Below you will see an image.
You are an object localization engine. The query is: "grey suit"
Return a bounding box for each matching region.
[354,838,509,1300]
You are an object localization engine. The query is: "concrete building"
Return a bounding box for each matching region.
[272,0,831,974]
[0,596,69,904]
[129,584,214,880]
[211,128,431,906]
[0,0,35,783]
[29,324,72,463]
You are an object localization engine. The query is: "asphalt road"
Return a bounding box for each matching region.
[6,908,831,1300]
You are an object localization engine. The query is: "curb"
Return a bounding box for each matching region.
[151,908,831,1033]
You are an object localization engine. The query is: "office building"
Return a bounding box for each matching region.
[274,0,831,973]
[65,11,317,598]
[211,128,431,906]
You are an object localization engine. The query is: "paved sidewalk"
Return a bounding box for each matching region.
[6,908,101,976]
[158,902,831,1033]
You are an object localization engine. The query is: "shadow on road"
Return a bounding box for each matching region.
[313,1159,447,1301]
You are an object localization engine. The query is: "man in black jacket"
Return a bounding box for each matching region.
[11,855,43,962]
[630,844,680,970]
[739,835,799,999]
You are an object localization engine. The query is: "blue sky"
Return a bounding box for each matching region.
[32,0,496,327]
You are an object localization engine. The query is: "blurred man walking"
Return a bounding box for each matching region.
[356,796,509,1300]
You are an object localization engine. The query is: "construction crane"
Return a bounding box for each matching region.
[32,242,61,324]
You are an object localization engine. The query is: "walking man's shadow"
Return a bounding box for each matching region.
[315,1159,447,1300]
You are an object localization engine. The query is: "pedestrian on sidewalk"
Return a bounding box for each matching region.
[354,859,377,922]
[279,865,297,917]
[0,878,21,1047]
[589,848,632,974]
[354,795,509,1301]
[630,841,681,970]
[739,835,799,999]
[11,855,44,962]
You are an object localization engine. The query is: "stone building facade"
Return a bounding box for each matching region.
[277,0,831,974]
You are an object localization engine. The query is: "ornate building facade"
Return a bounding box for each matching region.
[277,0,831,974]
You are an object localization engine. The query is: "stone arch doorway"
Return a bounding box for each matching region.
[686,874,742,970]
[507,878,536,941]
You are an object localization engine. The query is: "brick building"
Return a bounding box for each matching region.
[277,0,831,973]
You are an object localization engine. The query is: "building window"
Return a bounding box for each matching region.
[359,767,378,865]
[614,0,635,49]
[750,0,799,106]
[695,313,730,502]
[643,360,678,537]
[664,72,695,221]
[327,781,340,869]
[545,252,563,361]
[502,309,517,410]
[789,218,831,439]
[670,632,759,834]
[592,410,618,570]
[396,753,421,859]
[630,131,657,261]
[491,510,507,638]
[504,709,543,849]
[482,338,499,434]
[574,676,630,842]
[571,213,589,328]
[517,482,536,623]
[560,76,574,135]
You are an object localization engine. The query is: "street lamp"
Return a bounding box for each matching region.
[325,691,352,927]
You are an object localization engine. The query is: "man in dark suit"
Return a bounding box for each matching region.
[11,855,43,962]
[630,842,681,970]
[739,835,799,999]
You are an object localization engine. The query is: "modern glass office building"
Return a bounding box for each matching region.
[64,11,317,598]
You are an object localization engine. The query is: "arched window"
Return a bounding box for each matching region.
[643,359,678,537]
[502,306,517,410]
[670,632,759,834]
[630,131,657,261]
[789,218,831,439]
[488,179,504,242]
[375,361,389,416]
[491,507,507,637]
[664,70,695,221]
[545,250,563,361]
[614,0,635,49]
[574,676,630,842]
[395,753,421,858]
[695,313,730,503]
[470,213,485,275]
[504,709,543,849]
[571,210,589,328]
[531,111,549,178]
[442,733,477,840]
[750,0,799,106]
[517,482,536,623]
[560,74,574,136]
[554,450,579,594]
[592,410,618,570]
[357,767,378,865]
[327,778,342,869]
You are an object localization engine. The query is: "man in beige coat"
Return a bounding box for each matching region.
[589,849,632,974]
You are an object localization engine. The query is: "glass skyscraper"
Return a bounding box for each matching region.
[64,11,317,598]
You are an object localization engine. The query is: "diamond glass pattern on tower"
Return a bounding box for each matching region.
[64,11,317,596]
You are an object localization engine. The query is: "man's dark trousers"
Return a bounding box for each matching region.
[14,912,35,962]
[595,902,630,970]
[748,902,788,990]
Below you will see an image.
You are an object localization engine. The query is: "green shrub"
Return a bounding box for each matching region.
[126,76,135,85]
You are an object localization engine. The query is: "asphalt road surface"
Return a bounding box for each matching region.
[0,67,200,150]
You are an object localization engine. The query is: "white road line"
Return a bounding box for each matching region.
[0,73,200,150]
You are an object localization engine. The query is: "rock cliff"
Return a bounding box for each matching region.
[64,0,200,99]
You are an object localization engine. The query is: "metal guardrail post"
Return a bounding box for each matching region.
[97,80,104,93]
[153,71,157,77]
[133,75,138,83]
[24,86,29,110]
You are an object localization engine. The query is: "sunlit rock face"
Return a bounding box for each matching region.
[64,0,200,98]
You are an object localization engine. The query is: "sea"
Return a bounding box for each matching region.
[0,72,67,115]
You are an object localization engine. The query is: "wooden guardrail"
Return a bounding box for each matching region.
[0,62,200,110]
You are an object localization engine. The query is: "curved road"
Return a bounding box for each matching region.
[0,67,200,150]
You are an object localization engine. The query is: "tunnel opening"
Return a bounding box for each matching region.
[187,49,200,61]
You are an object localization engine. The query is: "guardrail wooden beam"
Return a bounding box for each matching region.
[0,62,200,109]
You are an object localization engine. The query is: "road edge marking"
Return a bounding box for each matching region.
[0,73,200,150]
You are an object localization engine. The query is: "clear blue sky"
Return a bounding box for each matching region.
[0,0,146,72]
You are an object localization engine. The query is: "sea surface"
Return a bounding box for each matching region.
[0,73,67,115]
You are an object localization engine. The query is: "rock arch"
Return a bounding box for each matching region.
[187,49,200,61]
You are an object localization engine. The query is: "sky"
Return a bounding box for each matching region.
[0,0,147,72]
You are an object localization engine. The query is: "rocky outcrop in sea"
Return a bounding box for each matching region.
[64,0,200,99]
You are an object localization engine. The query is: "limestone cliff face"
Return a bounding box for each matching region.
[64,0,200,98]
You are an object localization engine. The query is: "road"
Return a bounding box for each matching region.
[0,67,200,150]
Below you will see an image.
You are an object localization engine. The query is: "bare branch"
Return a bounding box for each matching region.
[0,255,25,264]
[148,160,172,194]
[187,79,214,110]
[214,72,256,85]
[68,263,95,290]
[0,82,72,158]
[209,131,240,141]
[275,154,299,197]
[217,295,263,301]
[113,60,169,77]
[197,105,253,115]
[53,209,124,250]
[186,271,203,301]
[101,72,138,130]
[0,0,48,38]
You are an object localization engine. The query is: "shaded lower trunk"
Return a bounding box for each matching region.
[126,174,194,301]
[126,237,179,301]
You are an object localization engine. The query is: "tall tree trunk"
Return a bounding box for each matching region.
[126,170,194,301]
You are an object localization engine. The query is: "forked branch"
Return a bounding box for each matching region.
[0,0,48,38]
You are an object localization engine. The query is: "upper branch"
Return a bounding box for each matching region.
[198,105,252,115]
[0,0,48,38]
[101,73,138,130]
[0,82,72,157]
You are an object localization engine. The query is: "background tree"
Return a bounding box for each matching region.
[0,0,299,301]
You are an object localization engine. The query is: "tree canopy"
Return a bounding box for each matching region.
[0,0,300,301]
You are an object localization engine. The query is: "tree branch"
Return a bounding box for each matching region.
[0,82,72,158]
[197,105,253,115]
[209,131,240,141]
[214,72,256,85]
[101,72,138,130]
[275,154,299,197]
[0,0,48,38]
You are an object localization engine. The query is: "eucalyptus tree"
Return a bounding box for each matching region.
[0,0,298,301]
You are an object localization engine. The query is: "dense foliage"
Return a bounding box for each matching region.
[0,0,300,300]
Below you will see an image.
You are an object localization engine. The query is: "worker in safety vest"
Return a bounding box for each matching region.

What is expected — Copy the lines of the material from the one containing "glass pattern on" through the one containing "[0,0,146,72]", inclusive, with nothing changed.

Reply —
You are an object localization engine. The query is: "diamond glass pattern on tower"
Return a bounding box for each matching region.
[64,11,317,596]
You are an object localization engine. The query is: "man's dark trousers"
Return a bounding box for each matching region.
[14,912,35,962]
[595,902,630,970]
[748,902,788,990]
Below you will see an image.
You are an object localization engine. The query is: "green shrub"
Return a bounding box for each matching region.
[126,76,135,85]
You are an object localization engine. The query is: "asphalt road surface"
Return a bounding box for each matching region.
[0,67,200,150]
You are an object localization engine. The query is: "white road line"
Return a bounding box for each matching region.
[0,73,200,150]
You are an object localization engine. The query is: "rock cliff"
Return a bounding box for each matching region.
[64,0,200,99]
You are an object localization engine. The query is: "metal guardrail post"
Return a bounding box for each matching region.
[97,80,104,93]
[153,71,157,77]
[133,75,138,83]
[24,86,29,110]
You are an object localization engine. The query is: "sunlit rock face"
Return a bounding box for each matching region.
[64,0,200,98]
You are an object localization engine. The query is: "sea"
Return a bounding box for each matching region.
[0,72,67,115]
You are an object localization engine. The query is: "wooden guardrail"
Return a bounding box for each matching region.
[0,62,200,110]
You are an object localization engine. The query is: "curved road"
Return a bounding box for each matching region.
[0,67,200,150]
You are an object localization engine. The query is: "tunnel opening"
Return a bounding box for each matching region.
[187,49,200,61]
You are an object localization engine. The query is: "guardrail wooden beam"
Return a bounding box for each matching region.
[0,62,200,109]
You are an object localization engine. The query is: "road edge marking"
Return a bounding box for each matching region.
[0,73,200,150]
You are an object localization engine. The query is: "clear blue sky"
Return a bounding box for each matching region.
[0,0,146,72]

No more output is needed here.